* Information given *
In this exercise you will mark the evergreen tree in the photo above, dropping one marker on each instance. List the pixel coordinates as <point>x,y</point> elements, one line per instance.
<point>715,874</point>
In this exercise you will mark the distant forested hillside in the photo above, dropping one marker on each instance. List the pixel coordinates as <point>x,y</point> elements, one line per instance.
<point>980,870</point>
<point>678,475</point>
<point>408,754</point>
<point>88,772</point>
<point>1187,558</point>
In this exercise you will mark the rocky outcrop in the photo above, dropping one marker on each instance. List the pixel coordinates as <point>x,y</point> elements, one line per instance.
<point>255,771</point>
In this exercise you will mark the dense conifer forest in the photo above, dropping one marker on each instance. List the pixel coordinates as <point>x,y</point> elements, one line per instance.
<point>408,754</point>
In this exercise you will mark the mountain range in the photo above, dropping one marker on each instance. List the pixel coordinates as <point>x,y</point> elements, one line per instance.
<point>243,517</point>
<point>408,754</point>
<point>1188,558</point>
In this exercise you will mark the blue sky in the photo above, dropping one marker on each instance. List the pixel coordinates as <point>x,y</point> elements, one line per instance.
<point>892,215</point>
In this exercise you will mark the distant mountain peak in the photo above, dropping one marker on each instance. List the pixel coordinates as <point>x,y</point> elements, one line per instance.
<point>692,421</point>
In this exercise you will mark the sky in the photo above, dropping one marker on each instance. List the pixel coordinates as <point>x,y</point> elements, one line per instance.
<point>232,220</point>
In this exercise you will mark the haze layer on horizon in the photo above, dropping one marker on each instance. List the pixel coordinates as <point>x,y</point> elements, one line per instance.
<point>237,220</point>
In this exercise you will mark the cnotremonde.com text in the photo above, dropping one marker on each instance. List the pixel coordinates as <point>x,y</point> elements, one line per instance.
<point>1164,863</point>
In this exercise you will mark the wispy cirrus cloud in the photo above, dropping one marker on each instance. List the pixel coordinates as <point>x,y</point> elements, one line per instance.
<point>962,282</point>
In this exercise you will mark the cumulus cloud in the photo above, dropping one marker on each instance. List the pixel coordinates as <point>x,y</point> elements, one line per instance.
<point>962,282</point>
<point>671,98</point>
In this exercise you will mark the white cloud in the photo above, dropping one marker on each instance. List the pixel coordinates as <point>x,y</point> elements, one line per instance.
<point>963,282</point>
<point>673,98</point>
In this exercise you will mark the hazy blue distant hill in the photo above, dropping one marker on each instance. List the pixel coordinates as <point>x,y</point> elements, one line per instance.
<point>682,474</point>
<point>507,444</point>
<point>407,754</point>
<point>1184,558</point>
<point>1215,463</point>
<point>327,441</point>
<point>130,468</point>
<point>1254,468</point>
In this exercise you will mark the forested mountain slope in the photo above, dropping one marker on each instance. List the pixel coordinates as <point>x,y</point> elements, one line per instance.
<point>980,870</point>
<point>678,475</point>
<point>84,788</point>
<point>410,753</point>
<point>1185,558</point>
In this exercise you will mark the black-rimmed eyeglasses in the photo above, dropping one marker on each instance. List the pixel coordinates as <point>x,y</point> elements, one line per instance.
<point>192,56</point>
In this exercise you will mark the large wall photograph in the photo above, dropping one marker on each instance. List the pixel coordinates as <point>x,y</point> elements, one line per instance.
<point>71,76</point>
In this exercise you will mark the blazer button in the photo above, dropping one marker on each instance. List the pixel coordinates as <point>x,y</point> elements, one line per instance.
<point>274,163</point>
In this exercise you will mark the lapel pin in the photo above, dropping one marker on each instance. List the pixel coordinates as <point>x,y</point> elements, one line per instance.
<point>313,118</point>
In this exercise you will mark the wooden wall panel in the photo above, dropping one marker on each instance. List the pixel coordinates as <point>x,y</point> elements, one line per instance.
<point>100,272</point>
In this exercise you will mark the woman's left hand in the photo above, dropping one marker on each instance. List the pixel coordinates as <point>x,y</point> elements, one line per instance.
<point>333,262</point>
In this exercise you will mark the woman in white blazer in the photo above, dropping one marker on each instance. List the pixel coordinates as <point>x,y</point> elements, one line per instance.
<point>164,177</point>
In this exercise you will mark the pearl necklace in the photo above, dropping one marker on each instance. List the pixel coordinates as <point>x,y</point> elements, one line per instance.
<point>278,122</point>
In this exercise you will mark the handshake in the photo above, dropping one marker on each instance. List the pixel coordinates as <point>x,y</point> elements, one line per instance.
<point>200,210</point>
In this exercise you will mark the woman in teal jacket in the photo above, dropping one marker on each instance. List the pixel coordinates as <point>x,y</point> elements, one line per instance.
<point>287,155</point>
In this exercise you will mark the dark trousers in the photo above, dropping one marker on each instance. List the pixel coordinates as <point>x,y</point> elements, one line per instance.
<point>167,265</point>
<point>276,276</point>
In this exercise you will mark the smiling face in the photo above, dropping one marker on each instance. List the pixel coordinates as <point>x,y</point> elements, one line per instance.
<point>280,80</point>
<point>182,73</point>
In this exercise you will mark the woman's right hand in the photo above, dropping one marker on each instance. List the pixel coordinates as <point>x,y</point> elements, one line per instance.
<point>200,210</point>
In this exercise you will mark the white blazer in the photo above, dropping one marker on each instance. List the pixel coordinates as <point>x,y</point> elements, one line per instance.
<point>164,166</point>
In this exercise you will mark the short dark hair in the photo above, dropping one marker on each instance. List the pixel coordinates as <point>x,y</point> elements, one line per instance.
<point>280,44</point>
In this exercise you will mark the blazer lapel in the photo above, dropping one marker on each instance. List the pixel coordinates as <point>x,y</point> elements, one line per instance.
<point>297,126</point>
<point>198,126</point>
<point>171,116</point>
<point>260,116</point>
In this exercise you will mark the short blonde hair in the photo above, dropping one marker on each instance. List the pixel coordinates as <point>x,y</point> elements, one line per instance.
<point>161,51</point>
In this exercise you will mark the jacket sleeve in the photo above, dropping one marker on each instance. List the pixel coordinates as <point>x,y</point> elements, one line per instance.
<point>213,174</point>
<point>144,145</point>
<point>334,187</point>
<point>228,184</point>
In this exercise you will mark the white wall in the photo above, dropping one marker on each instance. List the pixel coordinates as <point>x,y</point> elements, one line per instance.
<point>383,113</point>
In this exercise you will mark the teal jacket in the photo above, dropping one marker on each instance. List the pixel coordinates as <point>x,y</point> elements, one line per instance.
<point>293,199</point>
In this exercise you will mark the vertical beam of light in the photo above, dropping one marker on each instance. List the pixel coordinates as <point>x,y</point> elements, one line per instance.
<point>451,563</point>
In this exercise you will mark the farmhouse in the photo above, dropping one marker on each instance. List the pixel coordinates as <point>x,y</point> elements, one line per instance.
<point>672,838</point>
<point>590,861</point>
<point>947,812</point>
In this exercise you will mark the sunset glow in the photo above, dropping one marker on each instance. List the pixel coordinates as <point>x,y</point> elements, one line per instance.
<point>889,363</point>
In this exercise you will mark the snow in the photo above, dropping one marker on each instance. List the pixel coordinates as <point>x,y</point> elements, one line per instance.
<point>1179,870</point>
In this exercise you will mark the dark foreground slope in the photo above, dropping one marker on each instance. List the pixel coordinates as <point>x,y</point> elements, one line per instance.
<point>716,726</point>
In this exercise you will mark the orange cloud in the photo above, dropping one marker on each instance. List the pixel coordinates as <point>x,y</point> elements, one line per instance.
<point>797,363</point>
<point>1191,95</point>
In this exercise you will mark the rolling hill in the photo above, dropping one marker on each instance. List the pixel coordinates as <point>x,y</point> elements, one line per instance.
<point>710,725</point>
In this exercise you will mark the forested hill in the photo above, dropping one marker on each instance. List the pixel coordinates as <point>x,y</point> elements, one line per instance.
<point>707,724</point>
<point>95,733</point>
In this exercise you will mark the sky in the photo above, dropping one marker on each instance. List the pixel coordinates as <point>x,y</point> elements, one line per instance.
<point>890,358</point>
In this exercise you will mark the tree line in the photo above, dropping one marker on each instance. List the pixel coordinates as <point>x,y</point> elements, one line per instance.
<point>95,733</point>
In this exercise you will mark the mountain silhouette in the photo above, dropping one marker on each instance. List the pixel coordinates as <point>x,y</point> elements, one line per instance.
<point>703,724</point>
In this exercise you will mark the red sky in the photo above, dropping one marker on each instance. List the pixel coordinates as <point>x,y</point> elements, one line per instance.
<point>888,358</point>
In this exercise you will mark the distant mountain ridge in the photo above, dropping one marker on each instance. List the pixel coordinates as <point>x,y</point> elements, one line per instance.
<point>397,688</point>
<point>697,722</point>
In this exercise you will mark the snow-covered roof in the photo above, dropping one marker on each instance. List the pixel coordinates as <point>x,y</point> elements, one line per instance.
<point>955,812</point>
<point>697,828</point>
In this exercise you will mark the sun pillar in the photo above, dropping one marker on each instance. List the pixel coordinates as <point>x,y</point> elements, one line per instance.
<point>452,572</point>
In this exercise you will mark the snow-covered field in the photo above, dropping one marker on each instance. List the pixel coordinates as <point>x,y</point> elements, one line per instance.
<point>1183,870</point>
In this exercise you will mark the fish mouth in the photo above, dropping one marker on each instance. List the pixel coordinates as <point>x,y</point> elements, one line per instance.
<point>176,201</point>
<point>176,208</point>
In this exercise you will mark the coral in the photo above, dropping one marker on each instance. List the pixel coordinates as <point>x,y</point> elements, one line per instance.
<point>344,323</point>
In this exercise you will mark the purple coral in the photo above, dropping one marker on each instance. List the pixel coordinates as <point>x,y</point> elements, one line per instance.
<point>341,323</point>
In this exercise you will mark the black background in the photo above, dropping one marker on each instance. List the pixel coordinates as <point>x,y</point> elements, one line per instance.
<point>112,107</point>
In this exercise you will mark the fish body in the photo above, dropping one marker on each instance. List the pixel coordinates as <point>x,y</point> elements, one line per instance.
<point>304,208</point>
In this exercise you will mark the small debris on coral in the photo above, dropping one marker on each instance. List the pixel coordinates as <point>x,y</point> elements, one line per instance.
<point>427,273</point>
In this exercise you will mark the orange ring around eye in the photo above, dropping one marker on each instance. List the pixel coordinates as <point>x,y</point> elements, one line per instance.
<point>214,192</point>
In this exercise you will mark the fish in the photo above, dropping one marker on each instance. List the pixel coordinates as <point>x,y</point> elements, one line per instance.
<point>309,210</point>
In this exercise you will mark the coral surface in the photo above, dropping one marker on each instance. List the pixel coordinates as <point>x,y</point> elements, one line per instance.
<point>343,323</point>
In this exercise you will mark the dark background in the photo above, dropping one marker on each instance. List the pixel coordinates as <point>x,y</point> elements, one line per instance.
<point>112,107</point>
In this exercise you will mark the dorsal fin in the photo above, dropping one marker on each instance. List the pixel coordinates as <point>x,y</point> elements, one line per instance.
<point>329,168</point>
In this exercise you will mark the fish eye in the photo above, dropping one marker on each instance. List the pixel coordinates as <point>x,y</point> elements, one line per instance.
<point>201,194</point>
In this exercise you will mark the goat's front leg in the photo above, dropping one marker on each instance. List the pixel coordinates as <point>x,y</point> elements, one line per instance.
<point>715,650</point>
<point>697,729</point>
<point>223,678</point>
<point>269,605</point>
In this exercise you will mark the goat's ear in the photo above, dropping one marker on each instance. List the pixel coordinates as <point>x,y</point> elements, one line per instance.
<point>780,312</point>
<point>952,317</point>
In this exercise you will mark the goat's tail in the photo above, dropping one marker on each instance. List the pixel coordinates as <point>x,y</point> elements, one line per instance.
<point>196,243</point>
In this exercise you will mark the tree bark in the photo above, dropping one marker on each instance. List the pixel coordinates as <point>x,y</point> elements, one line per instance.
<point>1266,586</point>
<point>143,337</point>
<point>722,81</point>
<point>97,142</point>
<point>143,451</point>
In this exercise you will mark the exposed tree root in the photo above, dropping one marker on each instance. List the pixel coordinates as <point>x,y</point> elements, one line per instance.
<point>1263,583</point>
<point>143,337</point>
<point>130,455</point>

* Directions *
Copy the items into a JSON list of strings, one string per line and no blank lines. Start at the line that has "In this exercise you will mark the fish eye" and stop after the line that has "<point>201,194</point>".

* Task answer *
[
  "In this exercise you will mark the fish eye in the photo above, dropping one marker on each instance. List the pixel coordinates as <point>x,y</point> elements, one line per instance.",
  "<point>201,194</point>"
]